• [Challenge]
How many lines in the records below contain the string "faucet"? Reply with the number alone.

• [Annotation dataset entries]

◆ ◆ ◆

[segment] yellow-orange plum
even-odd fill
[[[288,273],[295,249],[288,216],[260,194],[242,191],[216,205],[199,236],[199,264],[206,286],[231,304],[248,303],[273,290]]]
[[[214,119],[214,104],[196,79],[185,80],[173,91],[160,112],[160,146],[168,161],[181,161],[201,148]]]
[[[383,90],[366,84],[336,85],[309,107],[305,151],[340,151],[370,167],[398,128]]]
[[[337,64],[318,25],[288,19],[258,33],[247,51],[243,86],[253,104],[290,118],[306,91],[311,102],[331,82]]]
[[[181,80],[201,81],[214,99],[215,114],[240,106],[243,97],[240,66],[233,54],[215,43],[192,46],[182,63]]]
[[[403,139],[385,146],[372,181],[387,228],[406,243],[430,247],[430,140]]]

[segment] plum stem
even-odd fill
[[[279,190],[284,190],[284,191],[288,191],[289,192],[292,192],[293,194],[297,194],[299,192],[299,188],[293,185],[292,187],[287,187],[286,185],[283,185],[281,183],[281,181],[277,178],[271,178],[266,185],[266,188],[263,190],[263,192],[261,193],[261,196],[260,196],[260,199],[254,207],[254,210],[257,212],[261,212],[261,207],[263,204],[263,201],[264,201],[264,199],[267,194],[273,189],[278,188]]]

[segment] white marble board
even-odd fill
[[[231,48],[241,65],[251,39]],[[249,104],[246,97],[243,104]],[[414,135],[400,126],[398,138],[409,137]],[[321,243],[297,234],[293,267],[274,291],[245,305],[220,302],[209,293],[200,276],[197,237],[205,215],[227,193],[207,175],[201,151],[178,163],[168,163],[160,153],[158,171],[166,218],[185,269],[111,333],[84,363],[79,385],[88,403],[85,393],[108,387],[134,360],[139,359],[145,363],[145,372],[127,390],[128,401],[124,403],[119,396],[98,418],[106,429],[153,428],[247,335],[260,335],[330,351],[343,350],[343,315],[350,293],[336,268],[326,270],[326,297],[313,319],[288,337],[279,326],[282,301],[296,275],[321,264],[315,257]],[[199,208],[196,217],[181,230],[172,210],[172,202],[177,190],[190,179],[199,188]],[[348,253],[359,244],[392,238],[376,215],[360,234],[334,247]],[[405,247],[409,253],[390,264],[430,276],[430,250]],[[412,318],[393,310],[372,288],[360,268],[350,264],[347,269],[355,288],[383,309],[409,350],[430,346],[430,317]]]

◆ ◆ ◆

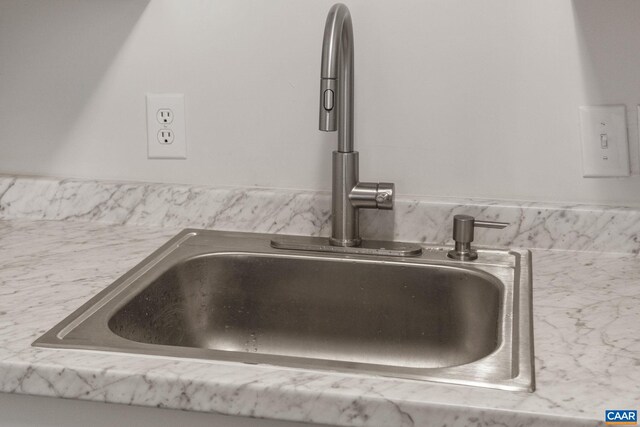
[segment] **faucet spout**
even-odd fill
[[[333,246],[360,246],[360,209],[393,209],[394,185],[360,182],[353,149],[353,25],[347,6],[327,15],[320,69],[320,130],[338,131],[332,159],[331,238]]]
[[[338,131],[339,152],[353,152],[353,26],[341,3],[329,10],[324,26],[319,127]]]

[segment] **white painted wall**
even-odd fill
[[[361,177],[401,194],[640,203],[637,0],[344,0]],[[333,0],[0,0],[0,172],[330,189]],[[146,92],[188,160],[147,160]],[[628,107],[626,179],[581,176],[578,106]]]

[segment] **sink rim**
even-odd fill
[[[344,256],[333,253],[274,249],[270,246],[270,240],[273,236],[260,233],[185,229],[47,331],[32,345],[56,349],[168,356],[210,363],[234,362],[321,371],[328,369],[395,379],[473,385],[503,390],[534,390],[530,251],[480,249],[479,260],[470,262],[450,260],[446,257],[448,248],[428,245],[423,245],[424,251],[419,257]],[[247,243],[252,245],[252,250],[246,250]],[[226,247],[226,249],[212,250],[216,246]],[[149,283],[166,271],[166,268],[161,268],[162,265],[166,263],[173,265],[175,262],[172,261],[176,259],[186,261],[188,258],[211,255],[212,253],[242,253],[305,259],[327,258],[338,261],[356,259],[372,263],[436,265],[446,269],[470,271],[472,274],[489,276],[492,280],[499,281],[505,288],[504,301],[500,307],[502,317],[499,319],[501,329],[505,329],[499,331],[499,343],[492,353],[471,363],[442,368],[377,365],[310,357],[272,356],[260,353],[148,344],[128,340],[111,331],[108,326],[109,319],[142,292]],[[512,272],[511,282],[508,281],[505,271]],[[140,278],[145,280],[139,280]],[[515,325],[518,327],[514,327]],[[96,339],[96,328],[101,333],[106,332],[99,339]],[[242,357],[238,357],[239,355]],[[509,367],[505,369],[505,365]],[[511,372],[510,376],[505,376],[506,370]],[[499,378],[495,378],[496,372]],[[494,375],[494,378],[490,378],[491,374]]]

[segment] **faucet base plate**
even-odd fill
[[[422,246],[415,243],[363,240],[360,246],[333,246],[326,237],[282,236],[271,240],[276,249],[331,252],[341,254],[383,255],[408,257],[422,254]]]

◆ ◆ ◆

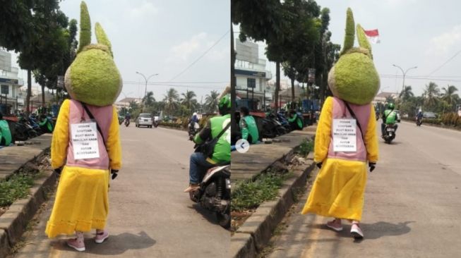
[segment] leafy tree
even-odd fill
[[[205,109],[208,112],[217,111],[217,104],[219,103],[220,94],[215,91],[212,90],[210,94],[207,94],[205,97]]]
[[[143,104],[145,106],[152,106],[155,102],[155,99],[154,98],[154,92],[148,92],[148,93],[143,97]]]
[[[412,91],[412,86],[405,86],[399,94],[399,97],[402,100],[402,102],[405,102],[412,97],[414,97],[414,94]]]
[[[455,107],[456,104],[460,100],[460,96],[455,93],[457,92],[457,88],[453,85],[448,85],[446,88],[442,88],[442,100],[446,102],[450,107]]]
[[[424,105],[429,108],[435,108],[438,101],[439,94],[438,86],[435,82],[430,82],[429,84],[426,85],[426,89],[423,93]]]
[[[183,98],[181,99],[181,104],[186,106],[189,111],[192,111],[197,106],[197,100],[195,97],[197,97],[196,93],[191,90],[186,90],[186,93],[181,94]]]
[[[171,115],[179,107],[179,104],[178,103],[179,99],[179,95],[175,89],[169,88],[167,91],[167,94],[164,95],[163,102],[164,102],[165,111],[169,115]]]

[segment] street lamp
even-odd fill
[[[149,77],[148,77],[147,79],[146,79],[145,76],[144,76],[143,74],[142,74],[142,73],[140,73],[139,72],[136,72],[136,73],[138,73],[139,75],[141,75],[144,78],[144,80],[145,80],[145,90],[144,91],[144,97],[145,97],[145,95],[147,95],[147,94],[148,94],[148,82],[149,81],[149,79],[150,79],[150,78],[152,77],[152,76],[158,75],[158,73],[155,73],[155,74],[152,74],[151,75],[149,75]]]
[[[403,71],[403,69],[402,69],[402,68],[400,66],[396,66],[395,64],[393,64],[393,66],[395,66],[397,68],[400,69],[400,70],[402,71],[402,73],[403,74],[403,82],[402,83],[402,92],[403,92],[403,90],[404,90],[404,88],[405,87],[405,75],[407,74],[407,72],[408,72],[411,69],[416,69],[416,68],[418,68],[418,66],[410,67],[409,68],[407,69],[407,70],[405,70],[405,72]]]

◆ ◆ ◆

• [Exercise answer]
2